*** Block opens ***
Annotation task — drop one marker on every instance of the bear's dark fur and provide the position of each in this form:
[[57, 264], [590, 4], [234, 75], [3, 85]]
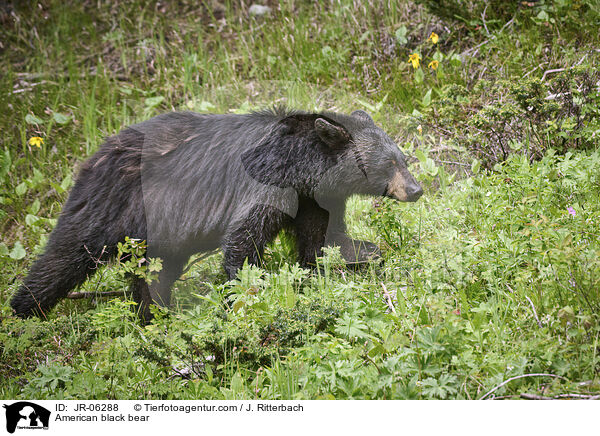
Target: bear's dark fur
[[189, 183]]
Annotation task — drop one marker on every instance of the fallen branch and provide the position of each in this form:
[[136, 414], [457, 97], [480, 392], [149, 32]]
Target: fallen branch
[[534, 312], [80, 295], [526, 396], [516, 378]]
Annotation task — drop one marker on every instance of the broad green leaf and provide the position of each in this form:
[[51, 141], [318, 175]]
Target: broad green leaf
[[31, 220], [32, 119], [61, 118], [21, 189], [427, 99], [401, 35], [153, 101], [18, 252]]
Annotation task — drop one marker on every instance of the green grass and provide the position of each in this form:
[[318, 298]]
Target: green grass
[[490, 275]]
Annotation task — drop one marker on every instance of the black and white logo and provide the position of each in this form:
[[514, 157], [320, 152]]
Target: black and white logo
[[26, 415]]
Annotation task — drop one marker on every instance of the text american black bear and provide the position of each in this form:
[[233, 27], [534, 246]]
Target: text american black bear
[[189, 183]]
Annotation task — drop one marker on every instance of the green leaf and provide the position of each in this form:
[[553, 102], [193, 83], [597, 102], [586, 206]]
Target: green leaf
[[21, 189], [34, 208], [351, 327], [427, 99], [18, 252], [419, 76], [31, 220], [67, 182], [401, 35], [61, 118], [32, 119], [421, 156], [455, 60], [153, 101]]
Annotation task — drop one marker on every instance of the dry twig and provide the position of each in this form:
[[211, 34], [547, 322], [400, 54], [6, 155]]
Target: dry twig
[[388, 298]]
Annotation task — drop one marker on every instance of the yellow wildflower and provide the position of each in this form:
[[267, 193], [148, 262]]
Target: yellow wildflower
[[36, 141], [414, 59]]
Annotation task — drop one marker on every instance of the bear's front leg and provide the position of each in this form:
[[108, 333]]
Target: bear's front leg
[[248, 237], [316, 228]]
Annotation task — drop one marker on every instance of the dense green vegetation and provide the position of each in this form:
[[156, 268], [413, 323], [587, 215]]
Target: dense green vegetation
[[493, 276]]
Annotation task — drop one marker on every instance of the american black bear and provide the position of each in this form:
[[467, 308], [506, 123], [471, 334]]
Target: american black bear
[[189, 183]]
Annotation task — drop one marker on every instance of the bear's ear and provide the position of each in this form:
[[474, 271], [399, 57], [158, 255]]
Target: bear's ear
[[363, 116], [335, 136]]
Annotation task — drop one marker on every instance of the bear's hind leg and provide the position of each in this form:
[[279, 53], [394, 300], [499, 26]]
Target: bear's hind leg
[[159, 291], [248, 239]]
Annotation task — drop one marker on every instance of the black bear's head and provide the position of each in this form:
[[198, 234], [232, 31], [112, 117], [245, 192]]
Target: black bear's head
[[331, 156], [372, 163]]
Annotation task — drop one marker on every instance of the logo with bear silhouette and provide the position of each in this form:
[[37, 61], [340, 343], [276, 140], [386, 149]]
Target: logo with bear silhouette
[[26, 415]]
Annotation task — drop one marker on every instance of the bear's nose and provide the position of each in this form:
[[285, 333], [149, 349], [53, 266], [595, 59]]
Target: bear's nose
[[414, 192]]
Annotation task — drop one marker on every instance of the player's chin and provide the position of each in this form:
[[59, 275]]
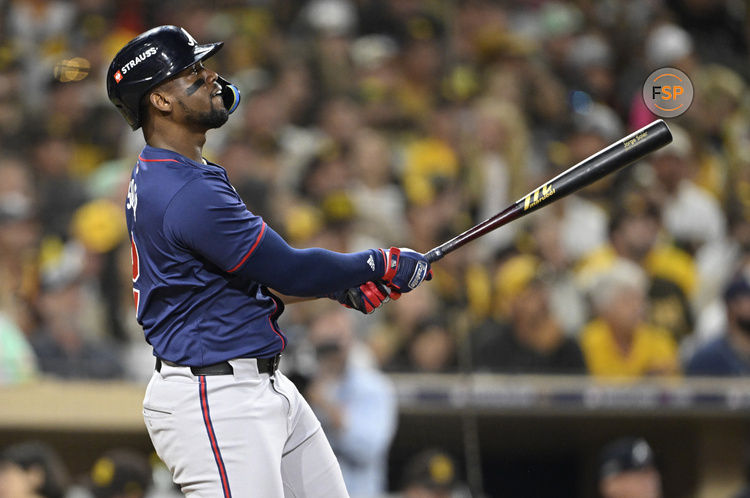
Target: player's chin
[[216, 117]]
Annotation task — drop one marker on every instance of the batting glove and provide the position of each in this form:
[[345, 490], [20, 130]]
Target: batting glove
[[366, 298], [404, 270]]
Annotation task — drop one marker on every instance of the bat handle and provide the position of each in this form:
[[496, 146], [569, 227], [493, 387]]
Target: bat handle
[[434, 255]]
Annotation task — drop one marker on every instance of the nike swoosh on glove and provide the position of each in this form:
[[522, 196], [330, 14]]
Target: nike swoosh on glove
[[405, 269], [366, 298]]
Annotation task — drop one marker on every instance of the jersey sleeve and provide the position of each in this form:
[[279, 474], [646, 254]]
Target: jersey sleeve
[[208, 217]]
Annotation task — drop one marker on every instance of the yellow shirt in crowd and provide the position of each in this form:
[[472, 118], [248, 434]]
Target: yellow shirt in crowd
[[653, 351]]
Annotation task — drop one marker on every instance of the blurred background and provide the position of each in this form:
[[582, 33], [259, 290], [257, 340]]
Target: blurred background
[[602, 342]]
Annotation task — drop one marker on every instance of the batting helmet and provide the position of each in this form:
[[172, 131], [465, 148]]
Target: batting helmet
[[151, 58]]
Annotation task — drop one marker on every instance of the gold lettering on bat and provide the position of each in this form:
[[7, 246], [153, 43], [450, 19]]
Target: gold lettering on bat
[[533, 198], [629, 143]]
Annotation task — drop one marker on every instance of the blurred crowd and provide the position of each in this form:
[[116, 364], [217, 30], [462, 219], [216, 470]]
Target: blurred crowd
[[370, 123]]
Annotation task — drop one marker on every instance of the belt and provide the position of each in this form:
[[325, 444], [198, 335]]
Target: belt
[[265, 365]]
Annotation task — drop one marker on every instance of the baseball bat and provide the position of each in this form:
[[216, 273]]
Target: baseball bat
[[618, 155]]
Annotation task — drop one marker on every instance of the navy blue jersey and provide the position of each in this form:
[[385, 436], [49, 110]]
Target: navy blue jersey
[[189, 229], [202, 263]]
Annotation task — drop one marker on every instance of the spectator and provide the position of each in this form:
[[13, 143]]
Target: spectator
[[430, 349], [635, 234], [431, 473], [627, 470], [32, 470], [63, 344], [729, 354], [532, 341], [355, 403], [618, 342], [17, 359], [120, 473]]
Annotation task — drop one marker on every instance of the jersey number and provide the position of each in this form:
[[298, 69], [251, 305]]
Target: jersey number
[[136, 270]]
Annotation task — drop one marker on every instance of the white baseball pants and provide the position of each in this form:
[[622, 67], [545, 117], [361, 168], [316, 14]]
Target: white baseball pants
[[242, 435]]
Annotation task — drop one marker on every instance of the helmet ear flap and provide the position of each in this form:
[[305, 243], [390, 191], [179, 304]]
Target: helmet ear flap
[[230, 94]]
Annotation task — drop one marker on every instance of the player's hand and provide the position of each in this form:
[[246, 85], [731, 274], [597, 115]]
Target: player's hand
[[366, 298], [405, 269]]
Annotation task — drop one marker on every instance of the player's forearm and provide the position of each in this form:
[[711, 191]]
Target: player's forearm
[[309, 272], [291, 299]]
*** Block closes ***
## Instructions for the task
In the entries above, one line contains "of the white" and another contains "[[305, 243], [390, 191], [179, 304]]". Reproduce exactly those two lines and the lines between them, nothing else.

## Written answer
Annotation task — drop one marker on every instance of the white baseball pants and provide the position of each in this form:
[[622, 67], [545, 117], [361, 168], [316, 14]]
Target: white baseball pants
[[242, 435]]
Annotation task — drop one marker on every instance of the helmet ear flap and provide the position of each in this form:
[[305, 243], [390, 191], [179, 304]]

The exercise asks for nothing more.